ACTION ITEM:
Whenever a line in the following entries includes "roofed", tally it. Report nothing except the final count.

DATA:
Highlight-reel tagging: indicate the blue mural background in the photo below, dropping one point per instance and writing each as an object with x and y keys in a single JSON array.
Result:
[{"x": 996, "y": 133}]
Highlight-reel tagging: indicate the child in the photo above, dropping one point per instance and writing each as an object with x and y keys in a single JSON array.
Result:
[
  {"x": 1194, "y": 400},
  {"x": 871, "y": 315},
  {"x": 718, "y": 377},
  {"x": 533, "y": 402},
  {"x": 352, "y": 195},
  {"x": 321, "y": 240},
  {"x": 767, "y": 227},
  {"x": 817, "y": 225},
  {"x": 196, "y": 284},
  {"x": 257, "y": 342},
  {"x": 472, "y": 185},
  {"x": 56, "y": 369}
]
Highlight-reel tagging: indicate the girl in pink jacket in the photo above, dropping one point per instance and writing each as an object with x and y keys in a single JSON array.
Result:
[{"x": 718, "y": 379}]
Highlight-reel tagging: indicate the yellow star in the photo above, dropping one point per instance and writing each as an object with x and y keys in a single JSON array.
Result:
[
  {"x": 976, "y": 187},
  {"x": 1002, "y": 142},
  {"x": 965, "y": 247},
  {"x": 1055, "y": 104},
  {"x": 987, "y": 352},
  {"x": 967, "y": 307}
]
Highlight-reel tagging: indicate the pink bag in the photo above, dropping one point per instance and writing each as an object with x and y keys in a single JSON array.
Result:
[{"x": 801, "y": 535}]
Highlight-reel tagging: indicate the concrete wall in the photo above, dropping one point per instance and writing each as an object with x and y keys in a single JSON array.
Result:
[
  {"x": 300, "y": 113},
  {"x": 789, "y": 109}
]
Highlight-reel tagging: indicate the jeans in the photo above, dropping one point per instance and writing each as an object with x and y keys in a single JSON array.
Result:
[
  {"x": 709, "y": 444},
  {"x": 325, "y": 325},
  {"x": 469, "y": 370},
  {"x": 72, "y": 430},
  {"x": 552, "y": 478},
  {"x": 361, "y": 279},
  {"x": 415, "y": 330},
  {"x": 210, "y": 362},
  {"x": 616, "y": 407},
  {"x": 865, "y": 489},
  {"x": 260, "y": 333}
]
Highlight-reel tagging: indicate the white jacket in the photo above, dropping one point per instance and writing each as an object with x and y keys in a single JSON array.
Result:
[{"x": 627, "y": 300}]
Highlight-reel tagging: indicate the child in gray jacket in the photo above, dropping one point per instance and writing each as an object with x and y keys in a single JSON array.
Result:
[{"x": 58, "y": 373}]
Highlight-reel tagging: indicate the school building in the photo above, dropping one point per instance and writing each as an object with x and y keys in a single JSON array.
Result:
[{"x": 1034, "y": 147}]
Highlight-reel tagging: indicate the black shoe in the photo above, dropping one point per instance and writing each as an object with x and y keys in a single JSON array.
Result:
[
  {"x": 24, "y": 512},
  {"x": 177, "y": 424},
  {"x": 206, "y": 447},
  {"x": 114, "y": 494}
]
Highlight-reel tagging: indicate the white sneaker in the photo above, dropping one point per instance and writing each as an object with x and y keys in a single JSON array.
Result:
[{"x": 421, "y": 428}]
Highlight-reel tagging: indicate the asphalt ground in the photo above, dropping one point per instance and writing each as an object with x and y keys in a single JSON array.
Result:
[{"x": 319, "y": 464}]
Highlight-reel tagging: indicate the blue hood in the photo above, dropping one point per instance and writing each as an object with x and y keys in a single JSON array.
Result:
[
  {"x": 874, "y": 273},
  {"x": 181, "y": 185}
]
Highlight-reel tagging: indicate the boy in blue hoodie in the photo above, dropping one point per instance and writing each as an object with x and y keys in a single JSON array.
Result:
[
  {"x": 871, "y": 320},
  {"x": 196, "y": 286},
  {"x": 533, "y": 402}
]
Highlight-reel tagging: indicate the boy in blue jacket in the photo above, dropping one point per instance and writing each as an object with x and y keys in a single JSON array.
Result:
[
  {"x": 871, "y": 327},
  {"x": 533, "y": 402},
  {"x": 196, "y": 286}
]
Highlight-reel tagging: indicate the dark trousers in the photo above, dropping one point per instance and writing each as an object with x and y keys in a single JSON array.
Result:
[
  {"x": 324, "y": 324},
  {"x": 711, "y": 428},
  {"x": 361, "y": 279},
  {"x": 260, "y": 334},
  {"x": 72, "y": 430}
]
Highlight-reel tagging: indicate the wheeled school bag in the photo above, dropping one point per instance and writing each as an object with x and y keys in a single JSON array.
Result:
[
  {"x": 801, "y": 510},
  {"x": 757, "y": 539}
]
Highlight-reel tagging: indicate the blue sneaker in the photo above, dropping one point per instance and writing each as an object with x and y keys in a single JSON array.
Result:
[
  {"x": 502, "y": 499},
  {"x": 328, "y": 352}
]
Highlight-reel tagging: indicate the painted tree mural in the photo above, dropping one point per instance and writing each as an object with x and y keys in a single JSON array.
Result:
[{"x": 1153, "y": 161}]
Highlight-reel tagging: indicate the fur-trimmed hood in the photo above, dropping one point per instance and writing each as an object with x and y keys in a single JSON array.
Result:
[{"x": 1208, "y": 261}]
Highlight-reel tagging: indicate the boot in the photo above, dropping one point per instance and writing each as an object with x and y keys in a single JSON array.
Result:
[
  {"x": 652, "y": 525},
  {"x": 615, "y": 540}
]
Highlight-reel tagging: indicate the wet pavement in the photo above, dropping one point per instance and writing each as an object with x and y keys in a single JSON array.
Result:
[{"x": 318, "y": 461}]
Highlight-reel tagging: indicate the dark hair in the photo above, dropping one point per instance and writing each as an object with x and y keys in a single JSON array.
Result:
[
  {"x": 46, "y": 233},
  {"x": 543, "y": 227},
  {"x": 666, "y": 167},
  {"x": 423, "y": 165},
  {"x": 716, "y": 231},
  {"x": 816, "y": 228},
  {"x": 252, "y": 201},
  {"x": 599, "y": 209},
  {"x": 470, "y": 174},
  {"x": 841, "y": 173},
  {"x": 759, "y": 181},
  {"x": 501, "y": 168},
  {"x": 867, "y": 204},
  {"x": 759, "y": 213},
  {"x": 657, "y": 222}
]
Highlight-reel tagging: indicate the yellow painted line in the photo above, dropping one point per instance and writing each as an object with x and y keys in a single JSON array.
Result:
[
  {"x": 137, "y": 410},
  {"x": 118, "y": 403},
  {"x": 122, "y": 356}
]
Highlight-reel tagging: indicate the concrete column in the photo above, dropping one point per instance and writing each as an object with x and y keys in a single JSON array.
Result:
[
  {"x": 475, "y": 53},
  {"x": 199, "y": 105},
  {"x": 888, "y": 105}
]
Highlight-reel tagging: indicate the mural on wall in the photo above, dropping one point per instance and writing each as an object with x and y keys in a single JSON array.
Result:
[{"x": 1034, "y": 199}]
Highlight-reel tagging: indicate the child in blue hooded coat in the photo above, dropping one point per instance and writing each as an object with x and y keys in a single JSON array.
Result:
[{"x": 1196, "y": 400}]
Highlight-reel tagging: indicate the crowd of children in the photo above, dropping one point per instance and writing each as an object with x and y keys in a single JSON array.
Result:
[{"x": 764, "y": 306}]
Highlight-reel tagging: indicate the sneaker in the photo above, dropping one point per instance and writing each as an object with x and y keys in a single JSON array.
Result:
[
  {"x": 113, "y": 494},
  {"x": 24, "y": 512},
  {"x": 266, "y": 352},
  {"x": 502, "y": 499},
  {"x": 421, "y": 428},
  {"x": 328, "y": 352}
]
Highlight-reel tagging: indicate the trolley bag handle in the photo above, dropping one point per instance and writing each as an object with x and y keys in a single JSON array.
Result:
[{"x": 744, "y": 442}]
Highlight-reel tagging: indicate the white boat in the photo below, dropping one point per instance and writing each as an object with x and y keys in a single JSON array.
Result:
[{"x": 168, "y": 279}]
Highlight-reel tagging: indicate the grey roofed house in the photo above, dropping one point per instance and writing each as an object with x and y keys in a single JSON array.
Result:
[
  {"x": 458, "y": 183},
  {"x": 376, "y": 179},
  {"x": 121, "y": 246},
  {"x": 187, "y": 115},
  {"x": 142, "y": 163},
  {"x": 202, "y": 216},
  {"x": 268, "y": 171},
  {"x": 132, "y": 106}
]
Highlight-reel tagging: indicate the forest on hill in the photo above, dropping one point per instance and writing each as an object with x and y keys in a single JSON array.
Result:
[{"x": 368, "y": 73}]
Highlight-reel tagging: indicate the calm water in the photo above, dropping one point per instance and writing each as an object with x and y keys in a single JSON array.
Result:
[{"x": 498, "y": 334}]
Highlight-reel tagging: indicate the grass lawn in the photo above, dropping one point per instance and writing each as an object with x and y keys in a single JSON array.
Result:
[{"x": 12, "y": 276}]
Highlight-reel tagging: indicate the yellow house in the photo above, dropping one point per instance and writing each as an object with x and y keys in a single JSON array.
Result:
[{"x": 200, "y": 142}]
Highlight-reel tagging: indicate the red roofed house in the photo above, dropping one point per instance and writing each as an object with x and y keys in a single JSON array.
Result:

ANSWER SECTION:
2